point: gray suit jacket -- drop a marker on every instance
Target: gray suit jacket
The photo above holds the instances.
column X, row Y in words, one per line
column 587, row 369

* TASK ITEM
Each record needs to be duplicated exactly as given.

* SOLVED EXERCISE
point: gray suit jacket -- drop a marker on every instance
Target: gray suit jacket
The photo above holds the instances.
column X, row Y in words, one per line
column 587, row 369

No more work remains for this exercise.